Supplied text Start Marker

Dive Brief:
- Broadcom appointed Alphabet’s Chief Accounting Officer Amie Thuener as its next CFO effective June 12 as the semiconductor and software infrastructure firm accelerates an AI-driven growth push, according to a Thursday press release and securities filing.
- The appointment dovetails with the retirement of Broadcom’s finance chief Kirsten Spears, according to the press release. Spears, who has served as CFO for the Palo Alto, Calif.-based company for six years, will continue in her role until the effective date and will remain as an advisor for nine months after stepping down as CFO to help ensure a smooth transition, the company said.
- Thuener, 51, will bring “deep experience in financial reporting, corporate governance, AI-related transactions and leading complex, global organizations to the company as we continue to focus on creating value for our shareholders,” Broadcom CEO and President Hock Tan said in a statement included in the release.
Dive Insight:
Thuener has served as Alphabet’s CAO and corporate controller since 2018, according to her LinkedIn profile. She has served as chair for the committee on corporate reporting for Financial Executives International since June 2025 and as a board member since 2017.

Supplied text End Marker
Source data Start Marker

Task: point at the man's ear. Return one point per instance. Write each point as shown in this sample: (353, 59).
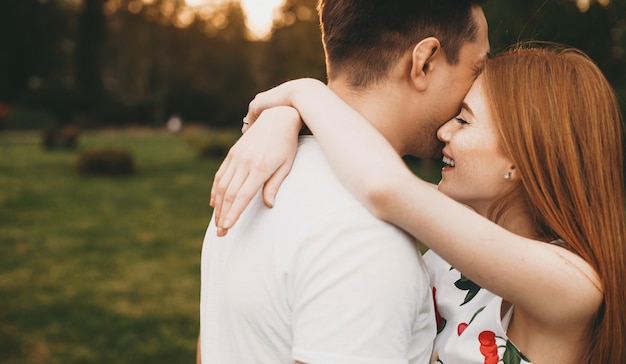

Source data End Marker

Your tasks:
**A.** Reproduce the part of the Broadcom CFO brief that begins at the words "- Thuener, 51, will" and stops after "in the release.".
**B.** Carry on the brief about Broadcom's new CFO from its last sentence.

Exercise results:
**A.**
- Thuener, 51, will bring “deep experience in financial reporting, corporate governance, AI-related transactions and leading complex, global organizations to the company as we continue to focus on creating value for our shareholders,” Broadcom CEO and President Hock Tan said in a statement included in the release.

**B.**
Her past experience includes serving as a director for retailer Nordstrom, and Thuener began her career in roles at the Financial Accounting Standards Board and Big Four firm PricewaterhouseCoopers.
As CFO for Broadcom — which creates custom chips for customers including Alphabet’s Google, Apple and Facebook-owner Meta — Thuener is set to receive an annual base salary of $700,000, according to the filing with the Securities and Exchange Commission. She will also be eligible for a target annual bonus opportunity of 100% of her base salary, and will receive a $1 million sign-on cash bonus payable within 30 days after she joins the company.
Thuener will also receive an equity award of 50,000 restricted stock units and 50,000 performance stock units, which will vest quarterly over a four-year period, according to the filing.
The Alphabet alum will take the CFO reins at Broadcom as the semiconductor developer continues to bet big on AI, jostling with competitors including Nvidia for a top slot in the expanding AI infrastructure industry.
Spending on data center infrastructure prompted by AI is expected to continue to grow over the next few years in the face of rising compute demands, with an August estimate by McKinsey predicting capital expenditures will crack $7 trillion by 2030. That growth, driven in large part by hyper-scalers in the AI space, includes real estate and power infrastructure related to data centers, as well as computing-hardware investments, the latter of which will account for approximately $4 trillion of the expected $7 trillion in capex, McKinsey said.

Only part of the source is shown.